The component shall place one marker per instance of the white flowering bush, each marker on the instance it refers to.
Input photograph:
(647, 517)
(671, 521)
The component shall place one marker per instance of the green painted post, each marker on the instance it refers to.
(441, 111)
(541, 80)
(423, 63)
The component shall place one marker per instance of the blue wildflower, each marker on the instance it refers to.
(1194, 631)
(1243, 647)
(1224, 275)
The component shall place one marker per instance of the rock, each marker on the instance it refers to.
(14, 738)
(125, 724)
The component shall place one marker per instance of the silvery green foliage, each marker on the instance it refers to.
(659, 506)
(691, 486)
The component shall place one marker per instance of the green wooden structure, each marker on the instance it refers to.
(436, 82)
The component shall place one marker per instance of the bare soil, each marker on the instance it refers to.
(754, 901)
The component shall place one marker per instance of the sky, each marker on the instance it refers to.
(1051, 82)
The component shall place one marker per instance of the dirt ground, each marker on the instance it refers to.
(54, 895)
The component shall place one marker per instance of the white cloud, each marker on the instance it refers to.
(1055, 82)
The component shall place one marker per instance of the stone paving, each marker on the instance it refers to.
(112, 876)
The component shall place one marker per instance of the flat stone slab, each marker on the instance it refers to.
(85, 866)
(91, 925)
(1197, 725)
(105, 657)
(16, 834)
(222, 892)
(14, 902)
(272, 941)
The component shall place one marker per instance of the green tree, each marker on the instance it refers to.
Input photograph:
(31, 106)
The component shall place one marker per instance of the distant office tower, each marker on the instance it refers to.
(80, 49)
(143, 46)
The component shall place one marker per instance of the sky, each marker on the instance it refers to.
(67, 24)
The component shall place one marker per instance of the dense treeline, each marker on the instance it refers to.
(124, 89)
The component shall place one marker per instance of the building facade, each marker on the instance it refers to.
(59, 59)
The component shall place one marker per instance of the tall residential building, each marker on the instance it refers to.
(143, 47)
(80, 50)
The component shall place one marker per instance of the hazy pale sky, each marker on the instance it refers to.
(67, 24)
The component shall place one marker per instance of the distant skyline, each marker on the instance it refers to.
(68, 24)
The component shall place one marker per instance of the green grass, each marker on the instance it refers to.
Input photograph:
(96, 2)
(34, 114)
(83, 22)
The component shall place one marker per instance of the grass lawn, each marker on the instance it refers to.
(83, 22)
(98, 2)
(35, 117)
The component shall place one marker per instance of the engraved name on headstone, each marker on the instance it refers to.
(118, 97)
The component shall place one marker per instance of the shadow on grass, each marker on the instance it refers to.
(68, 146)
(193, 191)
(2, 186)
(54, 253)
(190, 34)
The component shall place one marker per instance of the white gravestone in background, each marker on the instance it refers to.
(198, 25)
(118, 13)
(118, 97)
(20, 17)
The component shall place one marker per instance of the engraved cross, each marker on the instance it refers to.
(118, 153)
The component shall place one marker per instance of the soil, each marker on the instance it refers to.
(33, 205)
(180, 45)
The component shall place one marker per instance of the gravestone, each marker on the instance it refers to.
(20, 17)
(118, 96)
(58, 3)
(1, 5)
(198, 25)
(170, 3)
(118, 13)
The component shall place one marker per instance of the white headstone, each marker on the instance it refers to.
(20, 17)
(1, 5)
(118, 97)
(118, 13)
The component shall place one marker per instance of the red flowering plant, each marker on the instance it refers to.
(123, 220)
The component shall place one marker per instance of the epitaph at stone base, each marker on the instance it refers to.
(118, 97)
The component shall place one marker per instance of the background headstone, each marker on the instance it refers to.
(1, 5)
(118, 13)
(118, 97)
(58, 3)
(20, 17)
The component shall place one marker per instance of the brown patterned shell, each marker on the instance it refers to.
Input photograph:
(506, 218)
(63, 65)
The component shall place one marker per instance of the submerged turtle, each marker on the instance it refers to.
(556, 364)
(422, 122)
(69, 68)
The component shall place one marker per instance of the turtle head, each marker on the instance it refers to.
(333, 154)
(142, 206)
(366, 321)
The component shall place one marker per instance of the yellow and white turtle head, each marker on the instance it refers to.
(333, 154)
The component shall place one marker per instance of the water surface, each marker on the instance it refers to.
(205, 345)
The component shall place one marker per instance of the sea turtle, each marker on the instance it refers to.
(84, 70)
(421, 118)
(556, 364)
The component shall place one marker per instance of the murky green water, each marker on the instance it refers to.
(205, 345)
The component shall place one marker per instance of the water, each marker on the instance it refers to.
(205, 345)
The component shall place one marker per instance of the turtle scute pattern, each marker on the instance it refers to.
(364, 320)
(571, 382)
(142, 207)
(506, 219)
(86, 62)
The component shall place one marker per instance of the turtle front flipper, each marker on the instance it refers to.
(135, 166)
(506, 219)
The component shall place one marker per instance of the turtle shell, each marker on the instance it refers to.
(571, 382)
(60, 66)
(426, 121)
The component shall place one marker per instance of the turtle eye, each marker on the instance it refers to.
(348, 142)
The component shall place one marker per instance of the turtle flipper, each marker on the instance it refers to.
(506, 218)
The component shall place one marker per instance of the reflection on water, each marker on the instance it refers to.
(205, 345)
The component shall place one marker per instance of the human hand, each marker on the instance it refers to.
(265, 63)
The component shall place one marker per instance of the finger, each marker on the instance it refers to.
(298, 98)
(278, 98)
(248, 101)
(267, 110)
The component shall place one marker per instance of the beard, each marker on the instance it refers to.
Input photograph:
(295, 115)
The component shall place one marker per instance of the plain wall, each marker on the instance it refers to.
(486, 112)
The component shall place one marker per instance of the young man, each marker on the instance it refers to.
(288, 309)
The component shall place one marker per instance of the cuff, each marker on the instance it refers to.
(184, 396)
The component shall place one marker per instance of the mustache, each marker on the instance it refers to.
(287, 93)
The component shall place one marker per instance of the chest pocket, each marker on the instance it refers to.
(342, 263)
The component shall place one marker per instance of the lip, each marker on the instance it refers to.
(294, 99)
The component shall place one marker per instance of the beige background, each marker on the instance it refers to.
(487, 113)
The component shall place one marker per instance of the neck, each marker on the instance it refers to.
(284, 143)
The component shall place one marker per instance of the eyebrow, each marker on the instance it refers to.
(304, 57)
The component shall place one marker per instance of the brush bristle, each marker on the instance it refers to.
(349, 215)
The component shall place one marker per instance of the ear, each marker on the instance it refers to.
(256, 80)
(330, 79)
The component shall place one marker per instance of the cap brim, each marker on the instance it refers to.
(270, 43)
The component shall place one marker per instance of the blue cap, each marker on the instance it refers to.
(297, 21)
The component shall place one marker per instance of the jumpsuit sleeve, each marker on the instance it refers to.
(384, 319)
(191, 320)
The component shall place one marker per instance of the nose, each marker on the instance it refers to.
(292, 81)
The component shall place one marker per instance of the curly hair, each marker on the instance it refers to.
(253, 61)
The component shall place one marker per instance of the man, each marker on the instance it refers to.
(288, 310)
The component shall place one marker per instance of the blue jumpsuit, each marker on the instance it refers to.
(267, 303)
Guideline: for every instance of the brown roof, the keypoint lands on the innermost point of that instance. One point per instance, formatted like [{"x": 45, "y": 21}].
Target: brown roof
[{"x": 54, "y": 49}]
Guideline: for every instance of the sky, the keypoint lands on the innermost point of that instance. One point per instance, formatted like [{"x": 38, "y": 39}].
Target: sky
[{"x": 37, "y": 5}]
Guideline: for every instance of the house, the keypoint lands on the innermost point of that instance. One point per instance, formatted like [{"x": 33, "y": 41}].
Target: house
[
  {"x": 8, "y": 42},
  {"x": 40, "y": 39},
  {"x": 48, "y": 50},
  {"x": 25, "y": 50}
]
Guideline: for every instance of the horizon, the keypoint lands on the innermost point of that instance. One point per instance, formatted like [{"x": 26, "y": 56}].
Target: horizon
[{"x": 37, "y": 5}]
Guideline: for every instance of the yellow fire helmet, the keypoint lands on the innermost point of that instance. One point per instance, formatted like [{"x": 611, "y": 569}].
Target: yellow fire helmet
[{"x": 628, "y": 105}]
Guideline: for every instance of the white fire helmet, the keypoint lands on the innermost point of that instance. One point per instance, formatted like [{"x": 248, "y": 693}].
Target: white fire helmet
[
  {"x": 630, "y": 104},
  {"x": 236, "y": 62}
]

================

◆ Aim of the task ◆
Every line from the one holding "blue cap, each" through the final line of the listing must be echoed exactly; leave out all other lines.

◆ Task solution ◆
The component shall place one marker per instance of the blue cap, each marker on the instance it refers to.
(297, 21)
The component shall place one marker per instance of the jumpsuit sleeve, each marker on the instance it refers to.
(384, 319)
(191, 320)
The component shall place one marker per instance of the nose, each marker on the instance it refers to.
(292, 81)
The component shall place one marker per instance of the curly hair, each marker on the instance it refers to.
(253, 61)
The component shall place one marker per instance of the man, each marker on the instance it refers to.
(288, 310)
The component shall place one marker per instance of the blue jumpsuit, each marker on the instance it refers to.
(267, 303)
Guideline: for every instance of the brown roof, the keypoint lands on the innermost point of that instance. One point per instance, formatted like [{"x": 45, "y": 21}].
Target: brown roof
[{"x": 54, "y": 49}]
Guideline: for every instance of the sky, the keypoint lands on the innermost point of that instance. One point per instance, formatted like [{"x": 38, "y": 39}].
Target: sky
[{"x": 37, "y": 5}]
Guideline: for every instance of the house, the keypoint lands on the innermost point of that instance. One point per instance, formatted like [{"x": 33, "y": 41}].
Target: house
[
  {"x": 8, "y": 42},
  {"x": 40, "y": 39},
  {"x": 48, "y": 50},
  {"x": 25, "y": 50}
]
Guideline: for every instance of the horizon, the keypoint lands on the innermost point of that instance. One point per instance, formatted like [{"x": 26, "y": 56}].
Target: horizon
[{"x": 37, "y": 5}]
Guideline: for every instance of the yellow fire helmet, the keypoint lands on the innermost point of that instance. One point per instance, formatted like [{"x": 611, "y": 569}].
Target: yellow fire helmet
[{"x": 628, "y": 105}]
Guideline: for every instance of the white fire helmet, the keypoint lands on the innermost point of that instance. One point per instance, formatted like [{"x": 248, "y": 693}].
Target: white fire helmet
[
  {"x": 630, "y": 104},
  {"x": 236, "y": 62}
]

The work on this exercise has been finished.